** Task description **
In the notebook, which two sheet names does the code read from each feature file?

** Article **
◇ ◇ ◇
In [1]:
from pathlib import Path
import pandas as pd
from tsfresh.feature_selection.relevance import calculate_relevance_table
import os
import re

In [2]:
CURRENT_DIR = Path.cwd()


In [3]:
# Load Y data

stresses = pd.read_excel(CURRENT_DIR / "S02_data_exp.xlsx")
stresses

Unnamed: 0,sample_no,location,R,W,D,stress_value_5052,stress_value_6061,stress_value_center
0,1,1,1400,60,10,28.0,51.0,12.0
1,2,1,1400,60,15,14.0,-21.0,17.0
2,3,1,1400,60,20,10.0,35.0,12.0
3,4,1,1400,70,10,10.0,-10.0,20.0
4,5,1,1400,70,15,6.0,41.0,14.0
...,...,...,...,...,...,...,...,...
373,50,7,1600,70,15,4.0,-23.0,2.0
374,51,7,1600,70,20,0.0,-1.0,2.0
375,52,7,1600,80,10,-2.0,-41.0,5.0
376,53,7,1600,80,15,10.0,-90.0,1.0


In [4]:
# Load features
_filts = os.listdir(CURRENT_DIR)
files = [f for f in _filts if f.startswith("S01_af_features_") and f.endswith(".xlsx")]
print(files)

['S01_af_features_Fx.xlsx', 'S01_af_features_Fy.xlsx', 'S01_af_features_Fz.xlsx', 'S01_af_features_Mz.xlsx']


In [5]:
# Load features
features_dict = {}
for file in files:
    measure = re.match(r"S01_af_features_(\w+)\.xlsx", file).group(1)
    print(f"Loading features for: {measure}")

    ext_dwell = pd.read_excel(
        CURRENT_DIR / file,
        sheet_name="af_dwell",
    )
    ext_weld = pd.read_excel(CURRENT_DIR / file, sheet_name="af_weld")
    data = {
        "dwell": ext_dwell,
        "weld": ext_weld,
    }
    features_dict[measure] = data

Loading features for: Fx
Loading features for: Fy
Loading features for: Fz
Loading features for: Mz


### Prototype


In [6]:
phase_type = "dwell"  # or "weld"
measure_type = "Fx"  # or "Fy", "Fz", "Mz"
stress_type = "stress_value_5052"  # or "stress_value_6061", "stress_value_center"
features = features_dict[measure_type][phase_type]

# Merge features into a row of sample_no and drop sample_no column
features_expanded = (
    stresses[["sample_no"]]
    .merge(features, on="sample_no", how="left")
◇ ◇ ◇
** Given material **
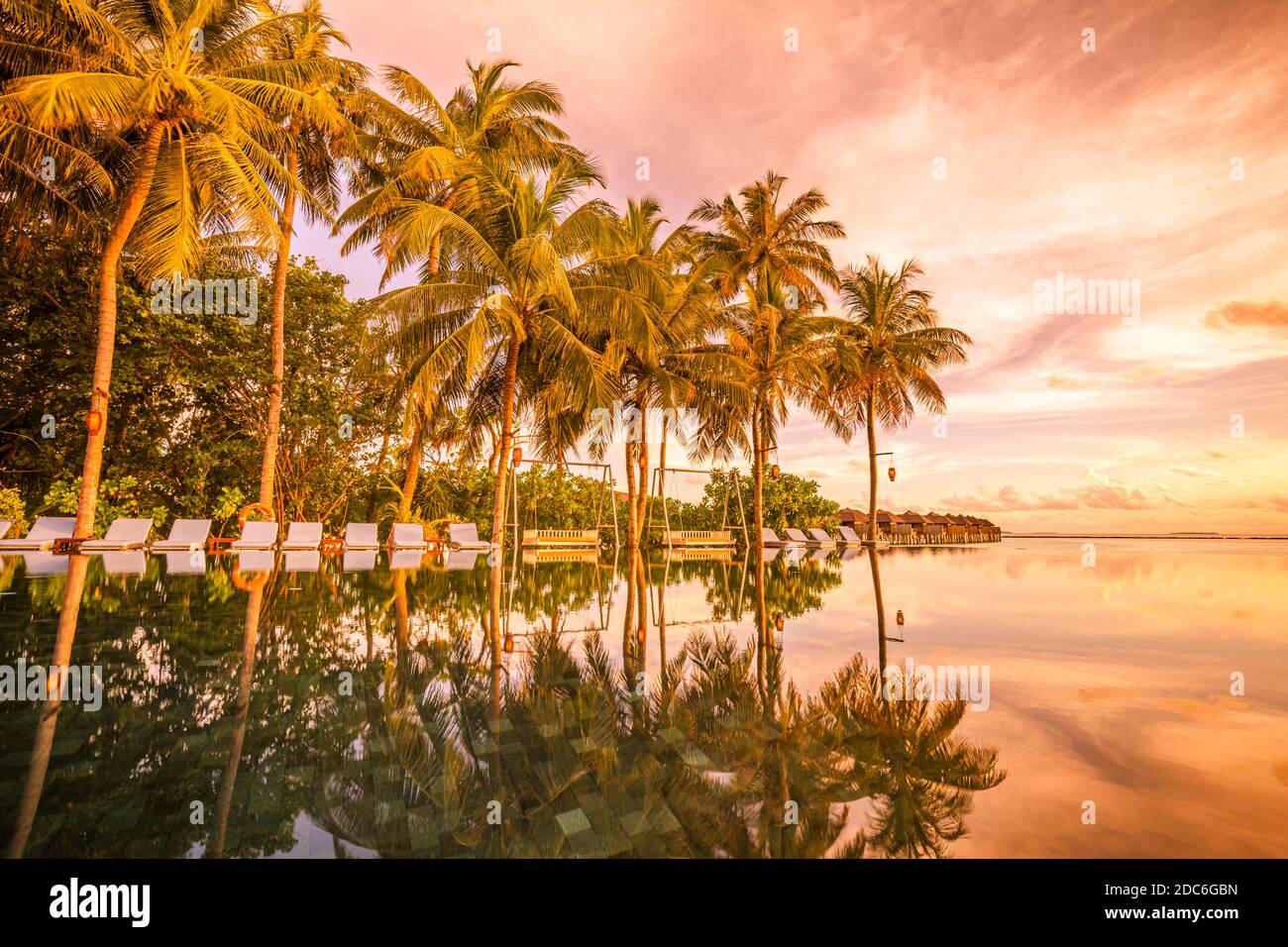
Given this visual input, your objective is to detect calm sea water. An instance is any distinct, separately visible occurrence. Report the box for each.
[0,539,1288,857]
◇ ◇ ◇
** Solution to this problem **
"af_dwell" and "af_weld"